YOUR TASK: Copy every line of the data below word for word, with nothing changed.

MATERIAL TO PROCESS:
(begin)

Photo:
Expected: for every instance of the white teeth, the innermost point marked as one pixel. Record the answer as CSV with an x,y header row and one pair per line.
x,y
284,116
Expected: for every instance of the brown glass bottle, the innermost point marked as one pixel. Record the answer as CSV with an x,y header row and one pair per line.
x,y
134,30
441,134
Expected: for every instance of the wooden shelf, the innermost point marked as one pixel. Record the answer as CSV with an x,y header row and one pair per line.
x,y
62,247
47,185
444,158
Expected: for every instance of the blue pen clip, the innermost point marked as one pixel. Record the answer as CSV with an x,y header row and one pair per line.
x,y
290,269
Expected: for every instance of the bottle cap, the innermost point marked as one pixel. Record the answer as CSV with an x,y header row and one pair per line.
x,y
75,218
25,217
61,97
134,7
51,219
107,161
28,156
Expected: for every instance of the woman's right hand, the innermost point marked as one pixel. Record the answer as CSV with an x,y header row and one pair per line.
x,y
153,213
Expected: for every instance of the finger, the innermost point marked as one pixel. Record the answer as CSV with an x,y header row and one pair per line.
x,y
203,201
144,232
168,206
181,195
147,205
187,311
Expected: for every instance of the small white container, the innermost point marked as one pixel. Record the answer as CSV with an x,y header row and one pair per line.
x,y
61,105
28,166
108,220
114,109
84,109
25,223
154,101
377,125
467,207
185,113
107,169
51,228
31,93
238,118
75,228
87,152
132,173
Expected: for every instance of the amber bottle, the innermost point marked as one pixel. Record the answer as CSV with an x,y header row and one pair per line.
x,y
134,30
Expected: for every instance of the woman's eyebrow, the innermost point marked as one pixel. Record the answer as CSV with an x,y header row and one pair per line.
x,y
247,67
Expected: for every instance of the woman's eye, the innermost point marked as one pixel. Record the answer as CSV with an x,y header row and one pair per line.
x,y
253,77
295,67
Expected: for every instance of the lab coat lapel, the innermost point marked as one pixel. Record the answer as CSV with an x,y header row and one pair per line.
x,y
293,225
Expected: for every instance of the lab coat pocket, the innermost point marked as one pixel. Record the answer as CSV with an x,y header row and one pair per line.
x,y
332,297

(end)

WRITTEN REPLY:
Photo:
Expected: for every instance of the white teeth, the innermost point marked as one pixel. Record the answer as CSV with an x,y header row and one pair per line.
x,y
284,116
Expected: for every instance of the brown glass bottle, the innermost point marked as one pixel. Record the answer as CSV with an x,y header row and one pair per line.
x,y
134,30
441,134
Expected: for every instance of the wooden shelf, the innermost point marked as one pixel. Record the answer as CSV with an x,y header row and one pair per line.
x,y
62,247
47,185
444,158
Expected: for every instance of the blue pen clip, the innermost point marked as one pixel. Record the answer as CSV with an x,y header row and one pair per line.
x,y
290,269
Expected: for every instance of the bottle cap, the innermost point marked as one pixel. Record the answer as CSV with an x,y header row and one pair per line.
x,y
75,218
25,217
61,97
134,7
51,219
107,161
28,156
Expected: for every instance of the woman's right hand, the innermost point marked as one pixel. Record the answer as CSV with an x,y header row and one pair per line.
x,y
153,213
Expected: for every instance of the finger, the innermost point marked as one pixel. Record the answer as CSV with an x,y header row and one pair per line.
x,y
203,201
144,232
168,206
181,195
147,205
187,311
Expected: for every instance of the small white container, the innermost point marked as one pixel. Record the answer as CSV with an x,y header row and one pair per line.
x,y
61,105
28,166
108,220
114,109
84,109
25,223
154,101
377,125
467,207
185,113
107,169
51,228
31,93
238,118
75,228
87,152
132,173
Expected: for every instance of the amber bottle, the innermost point marked as one pixel. Record the answer as CSV with an x,y header row and one pair per line.
x,y
134,30
Expected: for every instance of the woman's eyebrow, the innermost point marked as one pixel. Record the answer as CSV with an x,y header row and one pair per line.
x,y
247,67
Expected: for every instance of the woman's eye, the innermost point marked as one pixel. Record the answer as CSV with an x,y header row and one pair per line.
x,y
253,77
295,67
Expected: for every instance of the lab coat lapel, the innermost point marked as one pixel. Record the answer as CSV with an x,y header row and one pair per line.
x,y
293,225
Expected: for every instance of the lab coat pocket, the innermost point marked as one pixel. Record the answer as CSV with an x,y header row and one pair per line.
x,y
332,297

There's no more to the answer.